Continue the article on mana ramp in Commander decks, picking up after its last paragraph.

[Text block — start]

Are you a Quiet Speculation member?
If not, now is a perfect time to join up! Our powerful tools, breaking-news analysis, and exclusive Discord channel will make sure you stay up to date and ahead of the curve.
My apologies for missing an article last week. My brother just entered the blissful (or hellish, depending on who you ask) state of marriage over Memorial Day weekend here in the US. Between that and work travel immediately following the wedding I didn’t get my article cranked out like I'd have liked last week. To make up for it, today I’m going to talk about the nearly ubiquitous inclusion of mana ramping cards in Commander decks, and which ones you should play, and in which decks, to give you the leg up on one of the most important parts of a deck.
Regardless of color choices, there are many different strategies to ramp in Commander. It’s a universal truth that you should at least consider having a few ramp cards in your 99, regardless of what archetype you’ve chosen to play. From the most “broken” ramp cards like Sol Ring, to the humble Rampant Growth, there’s a huge array of cards to choose from for the average deck builder.

[Text block — finish]
[Provided records — start]

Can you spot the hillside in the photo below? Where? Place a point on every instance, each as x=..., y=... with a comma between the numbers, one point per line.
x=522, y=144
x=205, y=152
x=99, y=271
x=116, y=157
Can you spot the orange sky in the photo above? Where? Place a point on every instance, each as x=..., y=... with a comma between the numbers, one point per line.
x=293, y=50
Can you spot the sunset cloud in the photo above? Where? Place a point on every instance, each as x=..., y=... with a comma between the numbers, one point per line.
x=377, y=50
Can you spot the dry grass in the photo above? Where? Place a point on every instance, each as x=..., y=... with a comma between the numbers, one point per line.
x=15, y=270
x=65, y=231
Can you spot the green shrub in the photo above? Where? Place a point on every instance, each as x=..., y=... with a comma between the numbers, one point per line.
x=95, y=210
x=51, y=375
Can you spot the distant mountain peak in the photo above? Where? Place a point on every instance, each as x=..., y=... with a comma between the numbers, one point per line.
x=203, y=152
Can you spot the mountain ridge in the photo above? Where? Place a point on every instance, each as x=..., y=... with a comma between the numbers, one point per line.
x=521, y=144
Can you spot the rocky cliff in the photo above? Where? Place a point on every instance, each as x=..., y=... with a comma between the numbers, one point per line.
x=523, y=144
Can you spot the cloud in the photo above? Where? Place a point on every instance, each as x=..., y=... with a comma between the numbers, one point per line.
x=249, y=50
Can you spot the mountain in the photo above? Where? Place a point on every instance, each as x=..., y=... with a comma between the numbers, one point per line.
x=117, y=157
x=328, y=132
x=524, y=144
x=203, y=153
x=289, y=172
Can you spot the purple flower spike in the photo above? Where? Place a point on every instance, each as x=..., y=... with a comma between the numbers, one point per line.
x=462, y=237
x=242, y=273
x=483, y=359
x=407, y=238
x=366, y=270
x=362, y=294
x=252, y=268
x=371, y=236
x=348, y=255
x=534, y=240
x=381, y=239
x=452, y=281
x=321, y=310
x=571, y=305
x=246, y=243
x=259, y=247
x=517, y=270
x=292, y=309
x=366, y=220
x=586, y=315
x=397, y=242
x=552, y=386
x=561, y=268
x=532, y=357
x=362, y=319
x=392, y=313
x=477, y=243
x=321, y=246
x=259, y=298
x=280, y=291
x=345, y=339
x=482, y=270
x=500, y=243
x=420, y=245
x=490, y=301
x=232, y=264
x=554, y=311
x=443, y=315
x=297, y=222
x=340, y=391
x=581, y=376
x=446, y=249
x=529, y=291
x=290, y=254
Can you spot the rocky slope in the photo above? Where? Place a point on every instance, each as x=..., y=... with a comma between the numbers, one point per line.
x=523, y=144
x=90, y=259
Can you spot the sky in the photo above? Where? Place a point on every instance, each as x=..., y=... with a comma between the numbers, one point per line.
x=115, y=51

[Provided records — finish]

_Answer to the exercise_
The Broken (Undercosted and Overplayed)
This category includes the cards that pretty much everyone wants to run in every deck, with Sol Ring and Mana Crypt being the two primary offenders. Very few decks want to skip out on these two for one simple reason: they give you a net increase in mana when you play them, and stick around to keep doing it turn after turn. These cards are almost always better than another land in your deck because they let you cheat your curve. Playing a 4-drop on turn 2 will often put you way ahead of your opponents in board development, card quality, or whatever angle you’ve decided to attack from with your choice of deck.
Short Aside: These types of cards are frequently brought up for a possible banning by members of the Commander community who feel the banned list should be balanced for one-versus-one play, as well as multiplayer. Thankfully, the Commander Rules Committee understands the value of having a format that is based around multiplayer play and does not cater to the more competitive crowd, and these cards remain unbanned. For those who wish to play solely one-on-one I would recommend banning these types of cards as a local ban.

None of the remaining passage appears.